Study text:

Medical Detection Dogs

On a day akin to Summer the meeting was bursting with members and also manynew members. Our speaker for Friday 6th May was Dr Geoffrey Farrer-Brown a retired Histapathologist and an enthusiastic Ambassador for Medical Detection Dogs (Patron HRH The Duchess of Cornwall) and based in Great Horwood, Near Milton Keynes.  A surprise for our members that the Charity HQ is so close to Princes Risborough.

In 2004 work started with an article in the Lancet regarding Dogs detecting Human Cancers. In 2008 Medical Detection Dogs with Clare Guest and John Church at the helmstarted at Great Horwood and now have approximately 49 staff from Puppy Socialisers to administration alongside medical staff. A medical detection dog is able to “sniff out” unique odours relating to various diagnoses:  Diabetes, Breast Cancer, Urological Cancers and other life threatening conditions.
Dogs are usually ready for advanced training at around 18 months (this obviously depends on the dog itself and his/her development). There is a “no kennel policy” which means all dogs are housed in family homes. (Socialisers). Dogs can be donated by members of the public, breeders, other assistance dog charities and rescue centres – they should be sociable and have a very good sense of smell in order to sniff out the unique odours.
Dogs will work with the “patient” 24/7 and alert throughout the day and night of imminent problems for the sufferer. (a seizure, low/high blood sugar and more). The dog will remain attentive even when the person is asleep and nudge, paw, lick, jump on top of, or whatever way has been learned in order to alert – this varies accordingto the clients needs ! Children and adults benefit from detection dogs with children only attending school with the help of their dog. (unstable Diabetes sufferers).

Extracted records:

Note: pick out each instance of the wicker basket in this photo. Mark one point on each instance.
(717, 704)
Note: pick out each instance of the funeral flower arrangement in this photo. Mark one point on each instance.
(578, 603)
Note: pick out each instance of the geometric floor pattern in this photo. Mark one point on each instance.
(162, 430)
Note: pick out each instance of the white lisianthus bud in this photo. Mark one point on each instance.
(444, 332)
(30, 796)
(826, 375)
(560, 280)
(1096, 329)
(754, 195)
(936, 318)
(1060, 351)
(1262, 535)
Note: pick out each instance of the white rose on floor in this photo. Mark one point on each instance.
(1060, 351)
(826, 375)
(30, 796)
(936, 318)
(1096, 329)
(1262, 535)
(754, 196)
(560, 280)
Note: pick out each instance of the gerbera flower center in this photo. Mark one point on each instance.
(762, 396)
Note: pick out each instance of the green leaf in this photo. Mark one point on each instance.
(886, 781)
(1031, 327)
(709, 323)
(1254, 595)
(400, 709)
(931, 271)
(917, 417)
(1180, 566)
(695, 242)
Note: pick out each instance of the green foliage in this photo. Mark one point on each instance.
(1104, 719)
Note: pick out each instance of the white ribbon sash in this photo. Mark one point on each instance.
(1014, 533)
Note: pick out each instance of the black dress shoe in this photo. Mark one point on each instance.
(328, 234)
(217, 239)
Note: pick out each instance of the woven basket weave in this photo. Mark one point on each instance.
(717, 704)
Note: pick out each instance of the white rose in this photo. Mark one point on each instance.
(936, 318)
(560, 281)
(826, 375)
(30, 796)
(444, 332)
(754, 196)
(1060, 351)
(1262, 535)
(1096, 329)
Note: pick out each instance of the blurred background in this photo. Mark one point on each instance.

Requirement 1: According to the text about Medical Detection Dogs, who can donate dogs to the charity? List every donor.
Requirement 2: Reproduce the passage of the Medical Detection Dogs text starting at "On a day akin" and ending at "to Princes Risborough.".

Written reply 1:
- Members of the public
- Breeders
- Other assistance dog charities
- Rescue centres

Written reply 2:
On a day akin to Summer the meeting was bursting with members and also manynew members. Our speaker for Friday 6th May was Dr Geoffrey Farrer-Brown a retired Histapathologist and an enthusiastic Ambassador for Medical Detection Dogs (Patron HRH The Duchess of Cornwall) and based in Great Horwood, Near Milton Keynes.  A surprise for our members that the Charity HQ is so close to Princes Risborough.